Given passage:
What to hand in You need to hand in a .tar file containing all your source code and a Makefile that produces the excutables for parts 1 – 4. Please include a readme.txt file that explains any bonus activities that you completed. Bonus There is lots of room for bonus marks in this assignment. As before, you must get permission from your instructor before you begin the bonus activities. Some things you may consider: – implementing directories other than the root directory – implementing fast searching for directories and/or free space – implementing the file system as a device driver for Linux (!hard!) – writing a shell to interact with the filesystem If you have any other ideas, please email your instructor.
The four programs created have equal weight. Each part is worth 10 points. We will test your implementation against the four disk images we have supplied as well as an additional disk image that meets the specifications given in this assignment.
File System Specification
The file system has 3 major components: the super block, the File Allocation Table (FAT) and the directory structure. Each of these 3 components is describe in the sections below.
File system Superblock
The first block (512 bytes) is reserved to contain information about the file system. The layout of the superblock is as follows:
Description Size Default Value File system identifier 8 bytes CSC360FS Block Size 2 bytes 0x200 File system size (in blocks) 4 bytes 0x00001400 Block where FAT starts 4 bytes 0x00000001 Number of blocks in FAT 4 bytes 0x00000028 Block where root directory starts 4 bytes 0x00000029 Number of blocks in root dir 4 bytes 0x00000008
Each directory entry takes up 64 bytes, which implies there are 8 directory entries per 512 byte block. Each directory entry has the following structure:
Description Size Status 1 byte Starting Block 4 bytes Number of Blocks 4 bytes File Size (in bytes) 4 bytes Create Time 7 bytes Modify Time 7 bytes File Name 31 bytes unused (set to 0xFF) 6 bytes
This is bit mask that is used to describe the status of the file. Currently only 3 of the bits are used. Bit 0 – set to 0 if this directory entry is available, set to 1 if it is in use Bit 1 – set to 1 if this entry is a normal file Bit 2 – set to 1 if this entry is a directory It is implied that only one of bit 2 or bit 1 can be set to 1. That is, an entry is either a normal file or it is a directory, not both.
This is the location on disk of the first block in the file
Number of Blocks
The total number of blocks in this file
The size of the file, in bytes. The size of this field implies that the largest file we can support is 2^32 bytes long.
The date and time when this file was created. The file system stores the times as integer values in the format: YYYYMMDDHHMMSS 2 bytes used to store YYYY 1 byte to store MM 1 byte to store DD 1 byte to store HH 1 byte to store MM 1 byte to store SS
The last time this file was modified. Stored in the same format as the Create Time shown above.
The file name, null terminated. Because of the null terminator, the maximum length of any filename is 30 bytes. Valid characters are upper and lower case letters (a-z, A-Z), digits (0-9) and the underscore character (_). File Allocation Table (FAT)

Provided data:
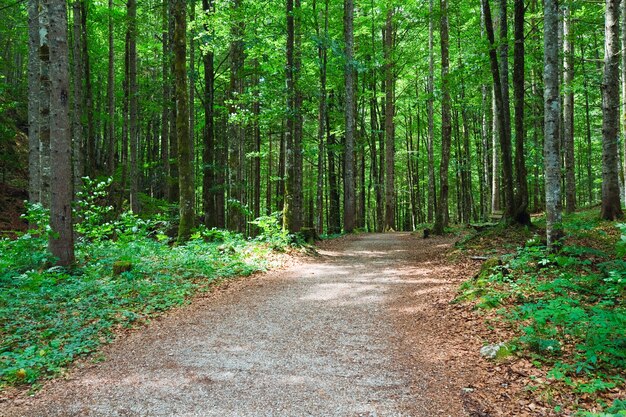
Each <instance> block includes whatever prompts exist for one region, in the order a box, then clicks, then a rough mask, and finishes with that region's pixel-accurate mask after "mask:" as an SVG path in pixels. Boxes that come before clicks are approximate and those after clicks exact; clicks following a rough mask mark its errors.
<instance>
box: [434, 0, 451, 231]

Work to complete:
1. From the file system specification, list every field of a directory entry together with its size in bytes.
2. Decide whether each statement agrees with the file system specification. Answer yes or no and quote the deciding words.
(a) The superblock takes up the first 512 bytes of the disk.
(b) A single directory entry can be marked as both a normal file and a directory.
(c) A hyphen is a valid character in a file name.

Solutions for each task:
1.
- Status: 1 byte
- Starting Block: 4 bytes
- Number of Blocks: 4 bytes
- File Size (in bytes): 4 bytes
- Create Time: 7 bytes
- Modify Time: 7 bytes
- File Name: 31 bytes
- unused (set to 0xFF): 6 bytes

2.
(a) Yes: "The first block (512 bytes) is reserved to contain information about the file system."
(b) No: "an entry is either a normal file or it is a directory, not both."
(c) No: "Valid characters are upper and lower case letters (a-z, A-Z), digits (0-9) and the underscore character (_)."